Report how many lines of the material below contain the string "roof", treating uppercase and lowercase as different, and give only the number.

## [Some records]
#####

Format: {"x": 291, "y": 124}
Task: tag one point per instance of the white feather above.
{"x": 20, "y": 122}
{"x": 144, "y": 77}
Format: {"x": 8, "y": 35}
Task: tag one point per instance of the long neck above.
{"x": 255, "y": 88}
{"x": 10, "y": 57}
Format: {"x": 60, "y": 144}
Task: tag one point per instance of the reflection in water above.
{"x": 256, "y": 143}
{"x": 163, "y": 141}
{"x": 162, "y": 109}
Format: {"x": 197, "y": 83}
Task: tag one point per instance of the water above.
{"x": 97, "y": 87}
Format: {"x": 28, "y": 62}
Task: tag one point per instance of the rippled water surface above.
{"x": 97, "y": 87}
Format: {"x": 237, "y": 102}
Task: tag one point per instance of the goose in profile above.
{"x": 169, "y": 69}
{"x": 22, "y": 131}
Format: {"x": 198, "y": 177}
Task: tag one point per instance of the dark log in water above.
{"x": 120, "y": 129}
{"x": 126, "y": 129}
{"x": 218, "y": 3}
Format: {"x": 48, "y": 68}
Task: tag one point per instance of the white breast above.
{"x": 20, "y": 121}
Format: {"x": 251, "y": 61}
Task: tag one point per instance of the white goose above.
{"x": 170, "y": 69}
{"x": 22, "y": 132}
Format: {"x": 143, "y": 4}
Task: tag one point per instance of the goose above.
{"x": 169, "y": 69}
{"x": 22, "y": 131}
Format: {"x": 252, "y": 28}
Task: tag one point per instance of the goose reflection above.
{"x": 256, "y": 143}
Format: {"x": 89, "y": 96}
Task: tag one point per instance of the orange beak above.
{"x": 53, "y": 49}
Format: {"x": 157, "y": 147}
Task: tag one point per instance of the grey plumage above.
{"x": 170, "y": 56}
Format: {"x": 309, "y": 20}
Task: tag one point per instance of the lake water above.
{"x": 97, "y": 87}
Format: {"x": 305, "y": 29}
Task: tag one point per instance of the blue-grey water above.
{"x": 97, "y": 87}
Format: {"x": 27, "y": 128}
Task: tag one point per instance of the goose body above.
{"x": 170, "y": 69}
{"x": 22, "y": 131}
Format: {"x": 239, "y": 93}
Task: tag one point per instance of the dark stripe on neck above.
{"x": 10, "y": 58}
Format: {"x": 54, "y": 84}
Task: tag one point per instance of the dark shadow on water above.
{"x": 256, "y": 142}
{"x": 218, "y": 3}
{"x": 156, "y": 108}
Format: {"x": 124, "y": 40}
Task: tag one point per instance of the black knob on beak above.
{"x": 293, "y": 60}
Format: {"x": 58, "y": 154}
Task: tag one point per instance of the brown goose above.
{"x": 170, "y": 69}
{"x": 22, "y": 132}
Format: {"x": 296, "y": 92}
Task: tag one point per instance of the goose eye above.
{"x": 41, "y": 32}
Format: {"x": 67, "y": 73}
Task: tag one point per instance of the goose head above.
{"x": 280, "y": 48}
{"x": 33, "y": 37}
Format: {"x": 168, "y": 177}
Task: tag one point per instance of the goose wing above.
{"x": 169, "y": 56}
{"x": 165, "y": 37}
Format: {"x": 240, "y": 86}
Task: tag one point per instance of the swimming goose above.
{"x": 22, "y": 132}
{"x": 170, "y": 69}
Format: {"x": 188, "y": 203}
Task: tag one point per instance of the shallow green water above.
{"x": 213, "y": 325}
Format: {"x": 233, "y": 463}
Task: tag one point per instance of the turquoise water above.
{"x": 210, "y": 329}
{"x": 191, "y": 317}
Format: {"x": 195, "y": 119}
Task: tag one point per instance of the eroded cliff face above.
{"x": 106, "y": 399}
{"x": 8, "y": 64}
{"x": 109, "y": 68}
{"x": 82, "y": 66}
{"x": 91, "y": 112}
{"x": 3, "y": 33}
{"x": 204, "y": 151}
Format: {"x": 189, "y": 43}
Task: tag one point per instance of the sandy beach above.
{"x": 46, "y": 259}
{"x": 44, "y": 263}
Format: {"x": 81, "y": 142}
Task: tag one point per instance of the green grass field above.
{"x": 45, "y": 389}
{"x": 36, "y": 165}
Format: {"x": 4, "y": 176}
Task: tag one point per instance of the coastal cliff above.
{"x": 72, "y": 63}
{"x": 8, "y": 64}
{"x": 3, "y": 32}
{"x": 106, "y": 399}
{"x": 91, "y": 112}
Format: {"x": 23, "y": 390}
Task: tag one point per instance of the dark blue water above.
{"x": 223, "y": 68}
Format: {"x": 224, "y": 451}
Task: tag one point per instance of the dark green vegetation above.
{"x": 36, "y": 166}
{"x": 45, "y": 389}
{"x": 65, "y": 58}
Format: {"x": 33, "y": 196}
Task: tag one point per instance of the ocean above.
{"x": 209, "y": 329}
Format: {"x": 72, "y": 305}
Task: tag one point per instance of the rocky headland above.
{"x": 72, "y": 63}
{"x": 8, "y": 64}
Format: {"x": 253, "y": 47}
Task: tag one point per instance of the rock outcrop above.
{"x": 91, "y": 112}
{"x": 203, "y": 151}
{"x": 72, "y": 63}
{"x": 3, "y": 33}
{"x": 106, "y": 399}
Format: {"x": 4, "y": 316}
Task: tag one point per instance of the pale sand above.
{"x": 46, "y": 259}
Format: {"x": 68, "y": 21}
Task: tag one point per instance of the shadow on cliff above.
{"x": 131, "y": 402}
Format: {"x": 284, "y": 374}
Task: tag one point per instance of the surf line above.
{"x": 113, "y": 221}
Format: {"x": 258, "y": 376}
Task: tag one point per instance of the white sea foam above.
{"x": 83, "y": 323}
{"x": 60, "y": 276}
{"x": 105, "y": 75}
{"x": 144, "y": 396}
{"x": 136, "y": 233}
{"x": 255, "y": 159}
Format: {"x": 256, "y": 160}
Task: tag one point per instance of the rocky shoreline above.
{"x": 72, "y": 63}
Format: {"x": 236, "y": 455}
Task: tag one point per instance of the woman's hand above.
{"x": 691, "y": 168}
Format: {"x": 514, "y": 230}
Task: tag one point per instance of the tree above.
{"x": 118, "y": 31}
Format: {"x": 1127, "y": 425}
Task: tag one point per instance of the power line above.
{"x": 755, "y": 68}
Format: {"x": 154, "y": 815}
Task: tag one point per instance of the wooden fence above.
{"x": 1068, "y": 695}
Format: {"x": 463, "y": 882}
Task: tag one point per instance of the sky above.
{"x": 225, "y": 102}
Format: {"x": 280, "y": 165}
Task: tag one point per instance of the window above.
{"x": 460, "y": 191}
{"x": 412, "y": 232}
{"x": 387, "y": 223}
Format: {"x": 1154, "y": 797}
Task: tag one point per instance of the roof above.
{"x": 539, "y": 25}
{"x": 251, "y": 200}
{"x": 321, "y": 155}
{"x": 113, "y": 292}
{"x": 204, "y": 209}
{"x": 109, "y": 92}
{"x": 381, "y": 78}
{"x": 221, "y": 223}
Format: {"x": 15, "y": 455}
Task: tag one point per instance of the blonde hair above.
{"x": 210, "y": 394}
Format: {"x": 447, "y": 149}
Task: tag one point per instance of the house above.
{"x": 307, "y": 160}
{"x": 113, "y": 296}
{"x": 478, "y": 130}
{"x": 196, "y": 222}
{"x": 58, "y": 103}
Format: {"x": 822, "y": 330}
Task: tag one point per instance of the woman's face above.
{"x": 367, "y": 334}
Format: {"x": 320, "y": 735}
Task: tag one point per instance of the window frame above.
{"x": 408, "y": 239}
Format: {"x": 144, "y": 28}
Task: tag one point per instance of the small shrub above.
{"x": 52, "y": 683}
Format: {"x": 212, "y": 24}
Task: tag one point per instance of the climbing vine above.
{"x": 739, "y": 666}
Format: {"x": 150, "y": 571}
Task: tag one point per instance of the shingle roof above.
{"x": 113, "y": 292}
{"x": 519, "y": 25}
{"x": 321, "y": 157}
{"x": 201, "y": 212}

#####

## [The output]
2